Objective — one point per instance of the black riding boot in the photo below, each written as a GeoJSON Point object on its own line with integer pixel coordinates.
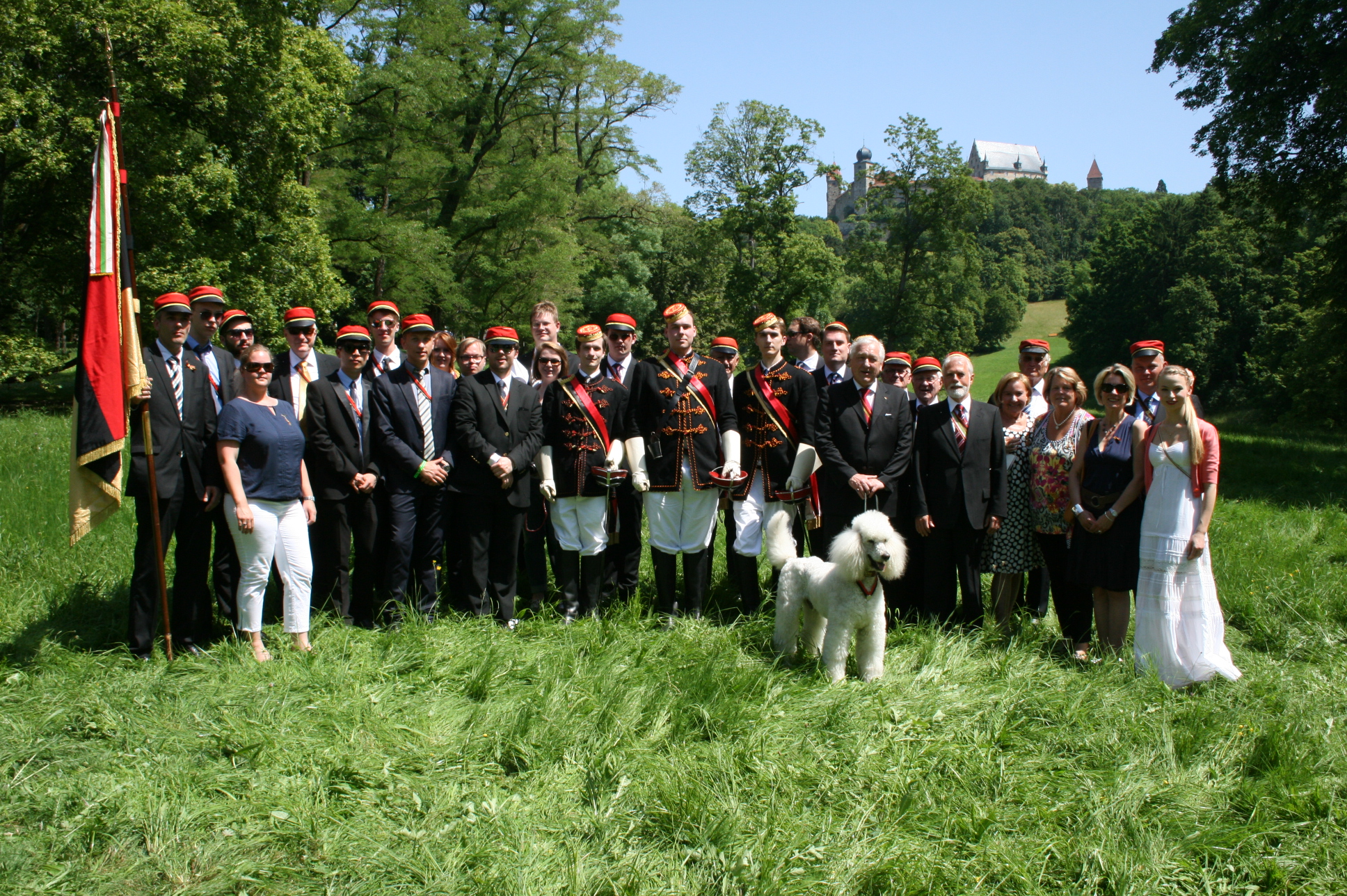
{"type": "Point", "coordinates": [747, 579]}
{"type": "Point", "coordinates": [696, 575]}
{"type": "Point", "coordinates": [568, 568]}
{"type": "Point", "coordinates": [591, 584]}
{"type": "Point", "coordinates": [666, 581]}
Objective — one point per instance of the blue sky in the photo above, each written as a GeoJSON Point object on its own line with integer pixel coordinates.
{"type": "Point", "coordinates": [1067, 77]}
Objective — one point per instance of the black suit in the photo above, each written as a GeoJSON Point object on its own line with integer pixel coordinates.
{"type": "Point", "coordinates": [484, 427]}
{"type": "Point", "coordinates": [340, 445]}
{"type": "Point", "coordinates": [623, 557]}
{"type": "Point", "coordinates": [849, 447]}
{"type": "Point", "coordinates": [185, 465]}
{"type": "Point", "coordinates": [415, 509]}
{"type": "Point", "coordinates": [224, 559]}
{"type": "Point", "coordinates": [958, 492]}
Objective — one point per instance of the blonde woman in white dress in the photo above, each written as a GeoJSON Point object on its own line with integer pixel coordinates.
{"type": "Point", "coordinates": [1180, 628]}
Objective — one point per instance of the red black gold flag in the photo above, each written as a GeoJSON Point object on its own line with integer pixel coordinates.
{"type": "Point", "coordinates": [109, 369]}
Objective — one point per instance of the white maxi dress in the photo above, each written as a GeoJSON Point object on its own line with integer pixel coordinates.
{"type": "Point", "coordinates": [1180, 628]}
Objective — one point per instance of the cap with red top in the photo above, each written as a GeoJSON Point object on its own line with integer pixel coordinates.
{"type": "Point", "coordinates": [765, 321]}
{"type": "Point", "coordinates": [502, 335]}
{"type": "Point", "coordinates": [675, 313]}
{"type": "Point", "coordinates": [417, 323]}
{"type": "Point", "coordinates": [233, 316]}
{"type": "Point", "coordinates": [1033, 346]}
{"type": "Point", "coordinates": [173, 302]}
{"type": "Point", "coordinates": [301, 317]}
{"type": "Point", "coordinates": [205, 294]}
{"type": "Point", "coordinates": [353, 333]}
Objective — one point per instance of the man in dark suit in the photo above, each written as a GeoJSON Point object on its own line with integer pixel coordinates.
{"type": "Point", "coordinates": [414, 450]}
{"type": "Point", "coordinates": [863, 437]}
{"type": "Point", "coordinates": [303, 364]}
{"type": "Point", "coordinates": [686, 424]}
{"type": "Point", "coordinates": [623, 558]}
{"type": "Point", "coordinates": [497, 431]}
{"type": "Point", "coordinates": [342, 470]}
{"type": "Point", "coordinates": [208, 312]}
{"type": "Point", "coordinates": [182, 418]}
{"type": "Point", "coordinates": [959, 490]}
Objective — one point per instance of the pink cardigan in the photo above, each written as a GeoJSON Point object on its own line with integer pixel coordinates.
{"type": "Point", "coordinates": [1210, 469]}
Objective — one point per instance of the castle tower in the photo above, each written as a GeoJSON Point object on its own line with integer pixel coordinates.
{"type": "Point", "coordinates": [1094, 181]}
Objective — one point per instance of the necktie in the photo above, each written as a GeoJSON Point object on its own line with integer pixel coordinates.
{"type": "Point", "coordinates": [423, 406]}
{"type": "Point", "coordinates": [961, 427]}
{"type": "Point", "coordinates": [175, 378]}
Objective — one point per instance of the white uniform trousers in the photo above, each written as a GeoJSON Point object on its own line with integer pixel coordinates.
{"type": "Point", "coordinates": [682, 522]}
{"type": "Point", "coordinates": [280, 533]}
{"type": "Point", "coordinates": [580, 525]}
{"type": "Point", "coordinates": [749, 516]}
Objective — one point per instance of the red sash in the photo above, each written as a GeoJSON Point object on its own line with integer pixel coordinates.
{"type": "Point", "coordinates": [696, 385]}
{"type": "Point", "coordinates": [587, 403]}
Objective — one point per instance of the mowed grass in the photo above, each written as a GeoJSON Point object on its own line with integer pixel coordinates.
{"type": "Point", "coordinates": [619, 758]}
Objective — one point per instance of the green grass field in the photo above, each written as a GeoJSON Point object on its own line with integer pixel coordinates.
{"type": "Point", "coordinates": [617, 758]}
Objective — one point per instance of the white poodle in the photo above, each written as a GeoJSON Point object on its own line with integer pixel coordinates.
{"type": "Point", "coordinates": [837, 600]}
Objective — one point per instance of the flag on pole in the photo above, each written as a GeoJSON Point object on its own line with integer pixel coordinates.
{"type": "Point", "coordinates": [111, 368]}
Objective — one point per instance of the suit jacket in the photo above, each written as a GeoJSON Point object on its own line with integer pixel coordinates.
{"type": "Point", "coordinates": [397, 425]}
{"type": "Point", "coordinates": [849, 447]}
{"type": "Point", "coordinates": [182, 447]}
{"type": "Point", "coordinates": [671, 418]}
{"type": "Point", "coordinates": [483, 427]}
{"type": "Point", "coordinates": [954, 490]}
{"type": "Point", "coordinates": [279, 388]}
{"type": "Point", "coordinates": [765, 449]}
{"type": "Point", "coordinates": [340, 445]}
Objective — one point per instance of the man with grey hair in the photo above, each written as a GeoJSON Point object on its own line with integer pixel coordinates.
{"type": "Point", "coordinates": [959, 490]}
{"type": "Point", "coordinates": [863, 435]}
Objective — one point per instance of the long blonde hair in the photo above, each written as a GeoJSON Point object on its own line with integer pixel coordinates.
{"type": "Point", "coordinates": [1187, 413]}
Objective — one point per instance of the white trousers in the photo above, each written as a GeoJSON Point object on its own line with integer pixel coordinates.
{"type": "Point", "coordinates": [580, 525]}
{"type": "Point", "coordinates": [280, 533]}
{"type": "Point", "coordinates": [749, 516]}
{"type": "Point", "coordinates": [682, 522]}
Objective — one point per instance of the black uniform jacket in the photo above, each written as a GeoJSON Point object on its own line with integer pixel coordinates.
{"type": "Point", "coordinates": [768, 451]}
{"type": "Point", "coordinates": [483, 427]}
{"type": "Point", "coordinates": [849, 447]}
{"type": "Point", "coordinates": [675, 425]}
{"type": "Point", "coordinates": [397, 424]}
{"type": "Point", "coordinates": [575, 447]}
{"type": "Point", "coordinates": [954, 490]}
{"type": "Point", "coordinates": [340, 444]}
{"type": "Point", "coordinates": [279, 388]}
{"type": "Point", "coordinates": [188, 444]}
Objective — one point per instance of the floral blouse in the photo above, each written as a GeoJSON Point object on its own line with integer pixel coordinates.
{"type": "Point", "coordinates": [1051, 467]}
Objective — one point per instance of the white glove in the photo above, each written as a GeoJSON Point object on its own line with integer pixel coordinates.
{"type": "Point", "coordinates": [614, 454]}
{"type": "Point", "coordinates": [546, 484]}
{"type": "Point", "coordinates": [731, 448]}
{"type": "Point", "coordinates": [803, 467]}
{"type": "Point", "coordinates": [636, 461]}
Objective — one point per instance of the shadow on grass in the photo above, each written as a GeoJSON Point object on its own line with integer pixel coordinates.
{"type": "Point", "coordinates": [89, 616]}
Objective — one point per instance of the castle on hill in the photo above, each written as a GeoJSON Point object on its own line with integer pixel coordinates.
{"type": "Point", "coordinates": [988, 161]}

==*==

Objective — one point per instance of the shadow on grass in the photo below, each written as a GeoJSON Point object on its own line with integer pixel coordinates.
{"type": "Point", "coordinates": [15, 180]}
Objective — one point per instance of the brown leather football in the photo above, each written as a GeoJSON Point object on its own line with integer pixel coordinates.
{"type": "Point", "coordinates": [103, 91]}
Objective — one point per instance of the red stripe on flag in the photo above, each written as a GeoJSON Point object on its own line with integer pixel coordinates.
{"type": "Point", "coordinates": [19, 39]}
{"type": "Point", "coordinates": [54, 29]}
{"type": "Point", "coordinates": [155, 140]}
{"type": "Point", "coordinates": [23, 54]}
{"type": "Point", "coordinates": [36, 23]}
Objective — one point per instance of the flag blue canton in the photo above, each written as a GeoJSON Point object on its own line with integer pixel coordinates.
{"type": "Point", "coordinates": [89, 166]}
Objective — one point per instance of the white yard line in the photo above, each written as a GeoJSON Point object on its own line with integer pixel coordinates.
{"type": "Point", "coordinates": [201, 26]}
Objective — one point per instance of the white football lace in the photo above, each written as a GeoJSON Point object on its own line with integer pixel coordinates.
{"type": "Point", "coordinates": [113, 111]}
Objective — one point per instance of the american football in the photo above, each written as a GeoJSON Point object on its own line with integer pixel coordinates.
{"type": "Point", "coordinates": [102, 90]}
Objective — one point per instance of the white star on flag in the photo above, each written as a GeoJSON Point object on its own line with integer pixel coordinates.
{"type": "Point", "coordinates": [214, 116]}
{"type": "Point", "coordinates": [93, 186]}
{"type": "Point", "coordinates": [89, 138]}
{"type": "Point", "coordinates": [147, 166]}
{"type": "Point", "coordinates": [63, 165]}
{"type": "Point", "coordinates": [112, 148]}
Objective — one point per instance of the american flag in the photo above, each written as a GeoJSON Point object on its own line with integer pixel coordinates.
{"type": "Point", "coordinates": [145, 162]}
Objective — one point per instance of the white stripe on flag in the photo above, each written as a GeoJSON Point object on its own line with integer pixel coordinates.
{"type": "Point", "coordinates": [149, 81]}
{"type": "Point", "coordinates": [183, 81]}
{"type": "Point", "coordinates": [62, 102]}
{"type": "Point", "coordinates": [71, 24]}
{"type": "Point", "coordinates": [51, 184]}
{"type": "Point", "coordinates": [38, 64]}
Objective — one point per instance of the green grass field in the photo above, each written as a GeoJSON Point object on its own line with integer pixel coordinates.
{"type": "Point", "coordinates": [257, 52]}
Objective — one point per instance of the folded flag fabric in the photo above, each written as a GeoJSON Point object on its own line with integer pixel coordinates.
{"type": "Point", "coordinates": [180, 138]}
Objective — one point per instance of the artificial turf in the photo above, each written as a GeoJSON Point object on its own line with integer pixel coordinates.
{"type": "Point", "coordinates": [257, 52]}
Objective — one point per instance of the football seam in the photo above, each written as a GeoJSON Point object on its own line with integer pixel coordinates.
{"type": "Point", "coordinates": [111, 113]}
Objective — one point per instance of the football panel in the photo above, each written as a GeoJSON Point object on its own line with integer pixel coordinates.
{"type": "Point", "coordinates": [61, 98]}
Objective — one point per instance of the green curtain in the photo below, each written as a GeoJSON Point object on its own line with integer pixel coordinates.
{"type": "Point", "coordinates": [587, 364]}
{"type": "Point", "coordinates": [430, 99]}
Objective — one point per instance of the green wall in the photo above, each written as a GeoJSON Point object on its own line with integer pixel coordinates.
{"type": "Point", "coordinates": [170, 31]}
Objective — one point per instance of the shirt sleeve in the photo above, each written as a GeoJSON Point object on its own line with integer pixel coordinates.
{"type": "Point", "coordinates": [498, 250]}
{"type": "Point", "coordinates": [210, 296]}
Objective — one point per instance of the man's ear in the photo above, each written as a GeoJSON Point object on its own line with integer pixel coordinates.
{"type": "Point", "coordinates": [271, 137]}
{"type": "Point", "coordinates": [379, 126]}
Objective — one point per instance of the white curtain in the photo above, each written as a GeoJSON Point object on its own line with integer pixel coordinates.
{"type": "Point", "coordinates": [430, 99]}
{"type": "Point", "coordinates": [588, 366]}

==*==

_Instruction_:
How many lines in the rows above contain the string "below"? Reply with the number alone.

_Exercise solution_:
3